Go through the listing and set it down exactly, leaving out its pictures.

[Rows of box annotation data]

-=-=-=-=-

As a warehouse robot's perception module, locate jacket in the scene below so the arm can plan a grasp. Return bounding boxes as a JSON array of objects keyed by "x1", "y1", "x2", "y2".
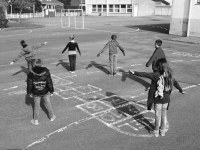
[
  {"x1": 135, "y1": 71, "x2": 183, "y2": 109},
  {"x1": 27, "y1": 66, "x2": 54, "y2": 96},
  {"x1": 100, "y1": 40, "x2": 124, "y2": 54},
  {"x1": 146, "y1": 47, "x2": 166, "y2": 72},
  {"x1": 13, "y1": 43, "x2": 45, "y2": 62}
]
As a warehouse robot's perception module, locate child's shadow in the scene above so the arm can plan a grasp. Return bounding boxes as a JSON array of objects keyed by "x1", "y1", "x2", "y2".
[
  {"x1": 119, "y1": 69, "x2": 150, "y2": 90},
  {"x1": 56, "y1": 60, "x2": 70, "y2": 71},
  {"x1": 12, "y1": 66, "x2": 29, "y2": 76},
  {"x1": 25, "y1": 94, "x2": 50, "y2": 119},
  {"x1": 106, "y1": 92, "x2": 154, "y2": 133},
  {"x1": 85, "y1": 61, "x2": 110, "y2": 74}
]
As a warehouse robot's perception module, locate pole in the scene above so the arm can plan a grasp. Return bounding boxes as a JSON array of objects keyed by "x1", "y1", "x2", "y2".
[{"x1": 186, "y1": 0, "x2": 192, "y2": 37}]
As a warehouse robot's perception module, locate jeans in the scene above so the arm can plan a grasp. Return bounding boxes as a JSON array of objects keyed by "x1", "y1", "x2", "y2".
[
  {"x1": 155, "y1": 103, "x2": 168, "y2": 130},
  {"x1": 69, "y1": 54, "x2": 76, "y2": 71},
  {"x1": 27, "y1": 59, "x2": 35, "y2": 72},
  {"x1": 33, "y1": 94, "x2": 54, "y2": 120},
  {"x1": 109, "y1": 54, "x2": 117, "y2": 75}
]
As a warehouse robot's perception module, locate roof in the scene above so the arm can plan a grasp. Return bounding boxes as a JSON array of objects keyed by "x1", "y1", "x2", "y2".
[{"x1": 40, "y1": 0, "x2": 64, "y2": 6}]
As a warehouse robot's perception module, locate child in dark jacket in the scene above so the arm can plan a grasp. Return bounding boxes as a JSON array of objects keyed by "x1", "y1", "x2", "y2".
[
  {"x1": 129, "y1": 58, "x2": 185, "y2": 137},
  {"x1": 27, "y1": 59, "x2": 56, "y2": 125}
]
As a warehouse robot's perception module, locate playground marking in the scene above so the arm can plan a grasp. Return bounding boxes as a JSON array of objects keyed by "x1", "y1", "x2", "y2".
[
  {"x1": 3, "y1": 85, "x2": 18, "y2": 91},
  {"x1": 0, "y1": 30, "x2": 33, "y2": 38}
]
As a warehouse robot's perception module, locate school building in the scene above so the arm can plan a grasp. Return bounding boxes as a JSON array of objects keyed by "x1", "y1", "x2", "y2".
[
  {"x1": 40, "y1": 0, "x2": 64, "y2": 17},
  {"x1": 169, "y1": 0, "x2": 200, "y2": 37},
  {"x1": 71, "y1": 0, "x2": 172, "y2": 16}
]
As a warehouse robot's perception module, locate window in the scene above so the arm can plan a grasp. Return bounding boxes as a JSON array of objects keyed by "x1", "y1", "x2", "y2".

-=-=-=-=-

* RESPONSE *
As a warehouse robot's perception module, locate jacket in the scene below so the arm can plan a grasp. Return bounding boxes as a JSON array of objects keyed by "x1", "y1", "x2", "y2".
[
  {"x1": 135, "y1": 71, "x2": 183, "y2": 109},
  {"x1": 27, "y1": 66, "x2": 54, "y2": 96},
  {"x1": 100, "y1": 40, "x2": 124, "y2": 54},
  {"x1": 146, "y1": 47, "x2": 166, "y2": 72},
  {"x1": 13, "y1": 43, "x2": 45, "y2": 62}
]
As a warehouse robot's perception module, locate child's shadow in the scene above so the arm can plan a grasp. Return bounding boxes as a JSON array of objects keyed by "x1", "y1", "x2", "y2".
[
  {"x1": 119, "y1": 69, "x2": 150, "y2": 90},
  {"x1": 56, "y1": 60, "x2": 70, "y2": 71},
  {"x1": 12, "y1": 66, "x2": 29, "y2": 76},
  {"x1": 25, "y1": 94, "x2": 50, "y2": 119},
  {"x1": 106, "y1": 92, "x2": 154, "y2": 133},
  {"x1": 85, "y1": 61, "x2": 110, "y2": 74}
]
As a warehouse robot's perception module, locate pole in the scene above so the arm can plan a grasp. Return bounding boxes as a JSON array of objects keyed by "x1", "y1", "x2", "y2".
[{"x1": 186, "y1": 0, "x2": 192, "y2": 37}]
As a warehouse robot's perception module, locate jeans in the scene above so the arm can plan a grasp. Return bounding boxes as a JSON array of objects keyed by "x1", "y1", "x2", "y2".
[
  {"x1": 155, "y1": 103, "x2": 168, "y2": 130},
  {"x1": 69, "y1": 54, "x2": 76, "y2": 71},
  {"x1": 27, "y1": 59, "x2": 35, "y2": 72},
  {"x1": 33, "y1": 94, "x2": 54, "y2": 120},
  {"x1": 109, "y1": 54, "x2": 117, "y2": 75}
]
As a warehouse robot's perception module, locate roof in the scene above so the arm can plan a grasp. Return bounding boxes as a JSON array of objects keyed by "x1", "y1", "x2", "y2".
[{"x1": 40, "y1": 0, "x2": 64, "y2": 6}]
As a warehouse robot's perception module, locate child in dark jacket in the scene above so the arm can plan a grasp. Return bounding boxes as a JSON array of objects keyed by "x1", "y1", "x2", "y2".
[
  {"x1": 129, "y1": 58, "x2": 185, "y2": 137},
  {"x1": 27, "y1": 59, "x2": 56, "y2": 125}
]
As a warehouse robot's perception module, locate playground marking in the scene above so the arm can plan a grasp. Return bounding boxes as a JSON array of objects keyed by "x1", "y1", "x2", "y2".
[
  {"x1": 3, "y1": 85, "x2": 18, "y2": 91},
  {"x1": 0, "y1": 30, "x2": 33, "y2": 38}
]
As a warehouse robot's perception module, locate school building in the scene above so the arm can plan a grasp. Return bounding boxes as a JSON array of objects keyed by "x1", "y1", "x2", "y2".
[
  {"x1": 40, "y1": 0, "x2": 64, "y2": 17},
  {"x1": 169, "y1": 0, "x2": 200, "y2": 37},
  {"x1": 71, "y1": 0, "x2": 172, "y2": 16}
]
As a warehouse robot's perception module, locate window in the scene above so the arm can plan a grasp. Return bounding boxes as a JSON array of objects keyed by "x1", "y1", "x2", "y2".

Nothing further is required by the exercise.